* **Selected text**:
::::::

GV249 Seminar AT5: Causation

Lennard Metson

2024-11-12

Correlation \(\neq\) causation

📖 Key reading

Bueno de Mesquita & Fowler - Thinking Clearly with Data - Chapters 2 & 9

Causation

  • Correlation \(\neq\) causation… but what does?
  • Counterfactuals!

Causation

Definition

A is caused by B when A would not have happened if B had not happened.

  • A causal effect is the comparison of the value of A in a world in which B happened versus a world in which B didn’t happen.
  • These two values of A are called potential outcomes

Causation - Potential outcomes

  • \(Y_{i}^{1}\)
  • \(Y_{i}^{0}\)

😟 The fundamental problem of causal inference

⚠️ The problem

We cannot observe both potential outcomes for an individual.

  • Once they are treated, we only observe their treated potential outcome.
  • And when they are untreated, we only observe their untreated potential outcome.
  • Causal inference is a field of statistics focused on getting around this problem.

😌 Solving the fundamental problem

  • Causal inference methods try to fill in missing potential outcomes using information from treated and untreated units.

😌 Solving the fundamental problem

  • The answer lies in comparing average potential outcomes across treated and untreated units.

\[ \text{mean}(Y_{i}^{1}-Y_{i}^{0}) = \text{mean}(Y_{i}^{1}) - \text{mean}(Y_{i}^{0}) \]

🧪 Treatment effects

🧪 ATE

  • The ATE is the mean of the individual-level treatment effect (\(\tau_i\)) for all units (\(\text{mean}(Y_i^1 - Y_i^0)\)).
  • This is mathematically equal to \(\text{mean}(Y_{i}^{1}) - \text{mean}(Y_{i}^{0})\)

::::::

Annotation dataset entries
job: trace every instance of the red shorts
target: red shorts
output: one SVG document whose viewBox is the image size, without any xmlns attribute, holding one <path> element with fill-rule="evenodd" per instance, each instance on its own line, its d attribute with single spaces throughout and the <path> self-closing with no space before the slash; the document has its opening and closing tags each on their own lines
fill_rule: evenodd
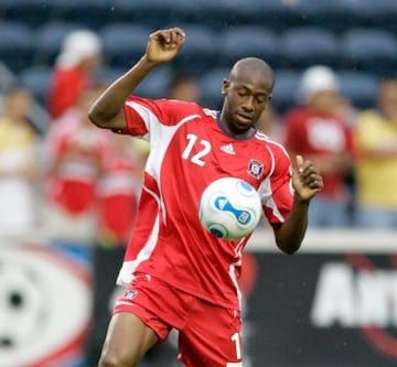
<svg viewBox="0 0 397 367">
<path fill-rule="evenodd" d="M 137 276 L 117 300 L 114 313 L 130 312 L 164 341 L 179 331 L 179 359 L 186 367 L 243 366 L 238 310 L 219 307 L 148 274 Z"/>
</svg>

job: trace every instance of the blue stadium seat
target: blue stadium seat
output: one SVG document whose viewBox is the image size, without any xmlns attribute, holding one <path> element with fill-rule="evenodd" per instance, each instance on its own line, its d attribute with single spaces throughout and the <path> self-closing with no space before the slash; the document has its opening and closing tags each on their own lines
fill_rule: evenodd
<svg viewBox="0 0 397 367">
<path fill-rule="evenodd" d="M 82 23 L 97 30 L 115 20 L 114 4 L 109 0 L 47 0 L 53 8 L 52 18 Z"/>
<path fill-rule="evenodd" d="M 180 24 L 186 32 L 186 42 L 172 65 L 185 73 L 201 74 L 214 67 L 217 61 L 218 37 L 206 26 Z"/>
<path fill-rule="evenodd" d="M 276 66 L 280 56 L 276 34 L 257 25 L 229 28 L 221 33 L 218 66 L 230 67 L 237 60 L 247 56 L 264 58 Z"/>
<path fill-rule="evenodd" d="M 378 78 L 376 75 L 363 72 L 341 71 L 341 94 L 350 99 L 357 108 L 375 106 Z"/>
<path fill-rule="evenodd" d="M 185 0 L 115 0 L 111 3 L 115 21 L 144 23 L 153 31 L 164 28 L 164 24 L 175 26 L 181 23 L 178 8 L 183 2 Z"/>
<path fill-rule="evenodd" d="M 293 69 L 276 71 L 276 84 L 272 105 L 283 112 L 297 104 L 297 91 L 301 82 L 301 73 Z"/>
<path fill-rule="evenodd" d="M 0 17 L 7 21 L 35 28 L 50 21 L 52 7 L 49 1 L 1 0 L 0 13 Z"/>
<path fill-rule="evenodd" d="M 144 53 L 151 30 L 141 24 L 109 23 L 98 31 L 109 67 L 132 66 Z"/>
<path fill-rule="evenodd" d="M 171 75 L 169 65 L 155 68 L 142 80 L 135 94 L 147 98 L 165 98 Z"/>
<path fill-rule="evenodd" d="M 42 105 L 46 104 L 51 78 L 52 68 L 45 66 L 32 66 L 19 75 L 21 85 L 28 88 Z"/>
<path fill-rule="evenodd" d="M 352 0 L 300 0 L 297 1 L 296 8 L 305 24 L 325 28 L 335 33 L 342 33 L 351 26 L 358 26 L 361 21 L 357 17 L 360 6 Z"/>
<path fill-rule="evenodd" d="M 396 73 L 397 39 L 380 29 L 352 29 L 341 40 L 345 68 L 379 75 Z"/>
<path fill-rule="evenodd" d="M 280 0 L 225 0 L 226 11 L 239 14 L 240 24 L 258 24 L 282 31 L 302 22 L 293 2 Z"/>
<path fill-rule="evenodd" d="M 95 71 L 93 77 L 97 83 L 109 85 L 125 74 L 127 69 L 127 67 L 103 67 Z M 161 65 L 142 80 L 133 94 L 147 98 L 165 98 L 171 75 L 171 67 L 169 65 Z"/>
<path fill-rule="evenodd" d="M 64 37 L 75 30 L 84 29 L 82 24 L 72 22 L 53 21 L 39 28 L 34 34 L 35 55 L 34 63 L 37 65 L 52 66 L 61 51 Z"/>
<path fill-rule="evenodd" d="M 397 32 L 397 1 L 395 0 L 361 0 L 355 9 L 355 17 L 361 26 L 380 28 Z"/>
<path fill-rule="evenodd" d="M 203 107 L 219 109 L 223 102 L 222 84 L 228 77 L 229 67 L 219 67 L 205 73 L 200 79 Z"/>
<path fill-rule="evenodd" d="M 305 68 L 313 64 L 339 65 L 339 39 L 323 28 L 302 26 L 285 31 L 279 42 L 283 67 Z"/>
<path fill-rule="evenodd" d="M 14 73 L 32 65 L 34 40 L 28 25 L 0 21 L 0 62 Z"/>
</svg>

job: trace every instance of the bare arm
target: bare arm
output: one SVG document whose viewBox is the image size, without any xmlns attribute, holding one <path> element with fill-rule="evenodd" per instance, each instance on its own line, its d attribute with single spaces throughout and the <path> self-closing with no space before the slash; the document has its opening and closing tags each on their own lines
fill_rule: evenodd
<svg viewBox="0 0 397 367">
<path fill-rule="evenodd" d="M 296 252 L 308 228 L 309 203 L 323 188 L 323 181 L 312 162 L 298 155 L 292 185 L 296 191 L 293 206 L 285 223 L 273 225 L 277 246 L 287 253 Z"/>
<path fill-rule="evenodd" d="M 90 121 L 99 128 L 125 129 L 127 123 L 124 105 L 128 96 L 153 68 L 175 57 L 184 41 L 185 34 L 179 28 L 150 34 L 146 53 L 140 61 L 114 82 L 90 107 Z"/>
</svg>

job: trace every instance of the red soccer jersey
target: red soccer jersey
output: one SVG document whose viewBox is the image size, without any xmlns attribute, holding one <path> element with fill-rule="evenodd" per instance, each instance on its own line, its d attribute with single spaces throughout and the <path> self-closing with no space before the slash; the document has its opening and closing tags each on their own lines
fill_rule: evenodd
<svg viewBox="0 0 397 367">
<path fill-rule="evenodd" d="M 285 149 L 256 131 L 228 136 L 216 111 L 191 102 L 130 97 L 125 133 L 148 136 L 150 155 L 139 213 L 119 284 L 143 272 L 225 307 L 239 306 L 237 278 L 249 239 L 222 240 L 198 219 L 198 201 L 214 180 L 234 176 L 258 190 L 270 223 L 292 206 L 291 165 Z"/>
<path fill-rule="evenodd" d="M 353 133 L 350 127 L 335 116 L 313 115 L 307 108 L 296 108 L 286 116 L 287 149 L 303 156 L 326 156 L 348 152 L 354 155 Z M 323 173 L 324 188 L 320 196 L 344 196 L 344 173 Z"/>
</svg>

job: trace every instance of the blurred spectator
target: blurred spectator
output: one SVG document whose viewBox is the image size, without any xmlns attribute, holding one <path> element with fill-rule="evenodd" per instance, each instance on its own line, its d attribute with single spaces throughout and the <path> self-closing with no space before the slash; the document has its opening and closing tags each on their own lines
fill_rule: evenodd
<svg viewBox="0 0 397 367">
<path fill-rule="evenodd" d="M 197 102 L 201 98 L 197 79 L 191 74 L 175 74 L 169 84 L 167 97 Z"/>
<path fill-rule="evenodd" d="M 86 89 L 47 134 L 47 187 L 44 219 L 52 239 L 90 244 L 96 234 L 97 182 L 109 134 L 88 120 L 103 87 Z"/>
<path fill-rule="evenodd" d="M 335 114 L 339 79 L 326 66 L 313 66 L 303 75 L 298 90 L 301 106 L 285 117 L 286 148 L 313 161 L 324 180 L 324 190 L 312 201 L 311 227 L 343 227 L 350 224 L 345 175 L 353 169 L 354 143 L 348 125 Z"/>
<path fill-rule="evenodd" d="M 98 239 L 105 246 L 127 246 L 141 190 L 140 163 L 129 138 L 112 134 L 110 139 L 98 191 Z"/>
<path fill-rule="evenodd" d="M 29 120 L 32 96 L 14 88 L 0 116 L 0 233 L 24 234 L 36 219 L 35 183 L 40 175 L 39 136 Z"/>
<path fill-rule="evenodd" d="M 267 134 L 271 140 L 282 142 L 285 137 L 285 126 L 280 121 L 276 110 L 270 106 L 264 110 L 256 127 L 258 130 Z"/>
<path fill-rule="evenodd" d="M 96 33 L 79 30 L 65 37 L 49 91 L 47 107 L 53 119 L 75 106 L 81 94 L 93 84 L 90 73 L 100 58 L 101 42 Z"/>
<path fill-rule="evenodd" d="M 397 228 L 397 78 L 384 79 L 377 110 L 358 116 L 357 224 Z"/>
</svg>

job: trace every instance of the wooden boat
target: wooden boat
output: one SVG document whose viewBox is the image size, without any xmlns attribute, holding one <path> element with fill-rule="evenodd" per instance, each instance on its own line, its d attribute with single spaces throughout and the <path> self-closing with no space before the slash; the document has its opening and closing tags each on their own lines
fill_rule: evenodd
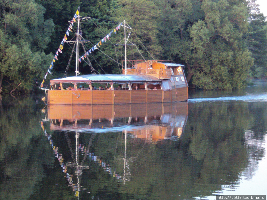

::::::

* **Challenge**:
What is the fundamental problem of causal inference, according to the causation seminar slides?

* **Answer to this problem**:
We cannot observe both potential outcomes for an individual.